● TASK DETAILS
Word for word, print all of the entries below.

»»

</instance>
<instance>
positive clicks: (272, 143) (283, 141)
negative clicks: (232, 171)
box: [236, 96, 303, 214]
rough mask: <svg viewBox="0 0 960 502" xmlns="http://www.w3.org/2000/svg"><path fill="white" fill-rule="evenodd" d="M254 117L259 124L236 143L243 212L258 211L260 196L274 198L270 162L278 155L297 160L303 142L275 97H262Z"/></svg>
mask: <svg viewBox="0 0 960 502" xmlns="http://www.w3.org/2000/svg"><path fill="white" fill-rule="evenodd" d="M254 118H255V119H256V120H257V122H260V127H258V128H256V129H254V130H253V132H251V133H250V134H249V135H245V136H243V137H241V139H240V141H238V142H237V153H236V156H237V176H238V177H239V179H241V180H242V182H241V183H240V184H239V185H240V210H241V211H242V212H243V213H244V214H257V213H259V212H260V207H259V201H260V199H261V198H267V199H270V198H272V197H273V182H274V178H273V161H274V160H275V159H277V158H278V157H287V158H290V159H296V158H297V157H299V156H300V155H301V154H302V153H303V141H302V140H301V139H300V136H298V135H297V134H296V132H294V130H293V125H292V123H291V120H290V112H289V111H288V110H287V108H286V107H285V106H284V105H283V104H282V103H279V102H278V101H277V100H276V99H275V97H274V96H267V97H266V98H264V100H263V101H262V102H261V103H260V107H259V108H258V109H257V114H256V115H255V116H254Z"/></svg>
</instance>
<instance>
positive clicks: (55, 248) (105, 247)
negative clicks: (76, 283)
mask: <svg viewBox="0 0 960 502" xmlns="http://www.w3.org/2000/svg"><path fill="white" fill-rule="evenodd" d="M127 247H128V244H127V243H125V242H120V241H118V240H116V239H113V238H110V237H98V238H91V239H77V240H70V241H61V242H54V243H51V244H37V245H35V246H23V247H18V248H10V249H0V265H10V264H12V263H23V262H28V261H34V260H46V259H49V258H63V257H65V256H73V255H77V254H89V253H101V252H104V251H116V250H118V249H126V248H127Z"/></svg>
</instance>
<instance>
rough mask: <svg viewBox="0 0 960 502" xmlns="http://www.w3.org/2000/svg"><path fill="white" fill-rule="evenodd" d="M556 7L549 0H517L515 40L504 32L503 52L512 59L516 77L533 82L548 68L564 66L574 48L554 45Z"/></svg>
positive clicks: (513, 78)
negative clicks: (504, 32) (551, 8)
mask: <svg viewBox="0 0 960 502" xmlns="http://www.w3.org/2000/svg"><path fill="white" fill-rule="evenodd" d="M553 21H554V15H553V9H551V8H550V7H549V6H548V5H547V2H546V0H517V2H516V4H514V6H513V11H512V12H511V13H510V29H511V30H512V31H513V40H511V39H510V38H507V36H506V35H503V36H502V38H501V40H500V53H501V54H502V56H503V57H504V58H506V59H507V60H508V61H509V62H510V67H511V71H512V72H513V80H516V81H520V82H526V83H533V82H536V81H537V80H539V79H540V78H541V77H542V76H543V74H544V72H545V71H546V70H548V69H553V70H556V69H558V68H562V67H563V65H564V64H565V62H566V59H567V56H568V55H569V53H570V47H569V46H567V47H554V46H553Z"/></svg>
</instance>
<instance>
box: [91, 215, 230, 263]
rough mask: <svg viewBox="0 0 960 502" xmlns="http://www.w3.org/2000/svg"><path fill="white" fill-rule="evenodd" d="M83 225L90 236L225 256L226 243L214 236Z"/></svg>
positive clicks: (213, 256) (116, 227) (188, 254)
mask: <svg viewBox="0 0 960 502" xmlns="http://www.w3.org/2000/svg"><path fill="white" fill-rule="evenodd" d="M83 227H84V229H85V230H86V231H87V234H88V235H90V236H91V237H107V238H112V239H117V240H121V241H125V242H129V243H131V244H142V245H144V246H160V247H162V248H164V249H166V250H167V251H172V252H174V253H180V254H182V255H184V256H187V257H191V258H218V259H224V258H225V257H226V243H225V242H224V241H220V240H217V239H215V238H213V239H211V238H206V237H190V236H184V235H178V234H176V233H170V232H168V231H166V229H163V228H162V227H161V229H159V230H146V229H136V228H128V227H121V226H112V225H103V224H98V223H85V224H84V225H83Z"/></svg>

««

● EXERCISE RESULT
</instance>
<instance>
positive clicks: (272, 143) (283, 141)
negative clicks: (232, 171)
box: [236, 96, 303, 214]
rough mask: <svg viewBox="0 0 960 502" xmlns="http://www.w3.org/2000/svg"><path fill="white" fill-rule="evenodd" d="M254 117L259 124L236 143L243 212L258 211L260 196L274 198L270 162L278 155L297 160L303 142L275 97H262Z"/></svg>
mask: <svg viewBox="0 0 960 502" xmlns="http://www.w3.org/2000/svg"><path fill="white" fill-rule="evenodd" d="M254 118H255V119H256V120H257V122H260V127H258V128H256V129H254V130H253V132H251V133H250V134H249V135H245V136H243V137H241V139H240V141H238V142H237V153H236V156H237V176H238V177H239V179H241V180H242V182H241V183H240V184H239V185H240V210H241V211H242V212H243V213H244V214H257V213H259V212H260V207H259V201H260V199H261V198H267V199H270V198H272V197H273V182H274V178H273V161H274V160H275V159H277V158H278V157H287V158H290V159H296V158H297V157H299V156H300V155H301V154H302V153H303V141H302V140H301V139H300V136H298V135H297V134H296V132H294V130H293V125H292V123H291V120H290V112H289V111H288V110H287V108H286V107H285V106H284V105H283V104H282V103H279V102H278V101H277V100H276V99H275V97H274V96H267V97H266V98H264V100H263V101H262V102H261V103H260V107H259V108H258V109H257V114H256V115H255V116H254Z"/></svg>
</instance>
<instance>
positive clicks: (55, 248) (105, 247)
negative clicks: (76, 283)
mask: <svg viewBox="0 0 960 502" xmlns="http://www.w3.org/2000/svg"><path fill="white" fill-rule="evenodd" d="M127 247H128V244H127V243H125V242H120V241H118V240H116V239H113V238H110V237H98V238H91V239H77V240H70V241H61V242H54V243H51V244H37V245H35V246H23V247H18V248H10V249H0V265H10V264H12V263H23V262H28V261H34V260H46V259H49V258H63V257H65V256H73V255H77V254H89V253H101V252H104V251H116V250H118V249H126V248H127Z"/></svg>
</instance>
<instance>
rough mask: <svg viewBox="0 0 960 502" xmlns="http://www.w3.org/2000/svg"><path fill="white" fill-rule="evenodd" d="M556 7L549 0H517L515 40L504 32L503 52L512 59L516 77L533 82L548 68L564 66L574 48L554 45Z"/></svg>
positive clicks: (513, 78)
negative clicks: (504, 32) (551, 8)
mask: <svg viewBox="0 0 960 502" xmlns="http://www.w3.org/2000/svg"><path fill="white" fill-rule="evenodd" d="M553 21H554V15H553V9H551V8H550V7H549V6H548V5H547V2H546V0H517V2H516V4H514V6H513V11H512V12H511V13H510V29H511V30H512V31H513V40H511V39H510V38H507V36H506V35H503V36H502V38H501V40H500V53H501V54H502V56H503V57H504V58H506V59H507V60H508V61H509V62H510V67H511V71H512V72H513V80H516V81H520V82H526V83H533V82H536V81H537V80H539V79H540V78H541V77H542V76H543V74H544V72H545V71H546V70H548V69H553V70H556V69H558V68H562V67H563V65H564V64H565V62H566V59H567V56H568V55H569V53H570V47H569V46H567V47H554V46H553Z"/></svg>
</instance>
<instance>
box: [91, 215, 230, 263]
rough mask: <svg viewBox="0 0 960 502" xmlns="http://www.w3.org/2000/svg"><path fill="white" fill-rule="evenodd" d="M83 225L90 236L225 256L226 243L214 236Z"/></svg>
positive clicks: (213, 256) (116, 227) (188, 254)
mask: <svg viewBox="0 0 960 502" xmlns="http://www.w3.org/2000/svg"><path fill="white" fill-rule="evenodd" d="M83 227H84V229H85V230H86V231H87V234H88V235H90V236H91V237H107V238H112V239H117V240H121V241H125V242H129V243H131V244H142V245H144V246H160V247H162V248H164V249H166V250H167V251H172V252H174V253H180V254H182V255H184V256H187V257H191V258H218V259H224V258H225V257H226V243H225V242H224V241H220V240H217V239H215V238H213V239H211V238H206V237H190V236H184V235H178V234H176V233H170V232H168V231H166V229H163V228H162V227H161V229H159V230H146V229H136V228H128V227H121V226H112V225H103V224H98V223H85V224H84V225H83Z"/></svg>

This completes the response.